• DATA PROVIDED:

──────

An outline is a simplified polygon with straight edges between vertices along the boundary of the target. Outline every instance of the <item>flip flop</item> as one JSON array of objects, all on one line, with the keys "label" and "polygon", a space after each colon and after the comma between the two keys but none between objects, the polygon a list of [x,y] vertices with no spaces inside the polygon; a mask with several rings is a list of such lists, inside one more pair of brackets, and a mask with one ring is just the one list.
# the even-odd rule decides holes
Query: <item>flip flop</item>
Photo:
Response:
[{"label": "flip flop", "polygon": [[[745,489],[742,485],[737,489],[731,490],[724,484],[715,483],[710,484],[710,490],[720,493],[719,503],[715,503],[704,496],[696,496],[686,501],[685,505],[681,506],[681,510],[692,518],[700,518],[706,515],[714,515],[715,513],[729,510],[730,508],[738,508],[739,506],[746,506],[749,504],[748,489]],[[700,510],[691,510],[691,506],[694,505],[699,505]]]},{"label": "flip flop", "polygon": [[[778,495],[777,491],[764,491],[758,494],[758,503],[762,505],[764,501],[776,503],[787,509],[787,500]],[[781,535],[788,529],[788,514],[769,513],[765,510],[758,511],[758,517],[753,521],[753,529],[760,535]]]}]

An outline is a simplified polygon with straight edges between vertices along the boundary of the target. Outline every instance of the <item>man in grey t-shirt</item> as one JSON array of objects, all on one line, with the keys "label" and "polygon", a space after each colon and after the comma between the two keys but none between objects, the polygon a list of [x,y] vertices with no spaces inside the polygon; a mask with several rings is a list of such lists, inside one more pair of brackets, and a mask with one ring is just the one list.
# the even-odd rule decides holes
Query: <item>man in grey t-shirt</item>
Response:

──────

• DESCRIPTION OF THE TASK:
Return the whole listing exactly.

• EXPECTED ANSWER:
An outline is a simplified polygon with straight edges between vertices along the boundary of the target. Outline every instance of the <item>flip flop</item> as one JSON array of objects, all on one line, with the keys "label" and "polygon", a space after each colon and after the comma between the two keys but none between objects, the polygon a list of [x,y] vertices with no spaces inside the polygon; a mask with several rings is a list of such lists, inside one more pair of brackets, and a mask with one ring is just the one list.
# the even-odd rule decides holes
Query: <item>flip flop</item>
Photo:
Response:
[{"label": "flip flop", "polygon": [[[745,489],[742,485],[737,489],[731,490],[724,484],[715,483],[710,484],[710,490],[720,493],[719,503],[715,503],[704,496],[696,496],[686,501],[685,505],[681,506],[681,510],[692,518],[700,518],[706,515],[714,515],[715,513],[729,510],[730,508],[738,508],[739,506],[746,506],[749,504],[748,489]],[[700,510],[691,510],[691,506],[694,505],[699,505]]]},{"label": "flip flop", "polygon": [[[778,495],[777,491],[764,491],[758,494],[758,503],[762,505],[764,501],[776,503],[787,509],[787,500]],[[781,535],[788,529],[788,514],[769,513],[765,510],[758,511],[758,517],[753,521],[753,529],[760,535]]]}]

An outline is a simplified polygon with straight edges between vertices along the boundary of the target. Outline every instance of the <item>man in grey t-shirt</item> as one JSON array of objects, all on one line, with the keys "label" and "polygon", a space after each colon and after the comma between the two keys but none between objects, the polygon a list of [x,y] vertices with no spaces inside the polygon; a mask with several rings is a list of such lists, inside one more pair of brackets, and a mask with one ring is just the one list.
# the even-odd rule decides holes
Query: <item>man in grey t-shirt</item>
Response:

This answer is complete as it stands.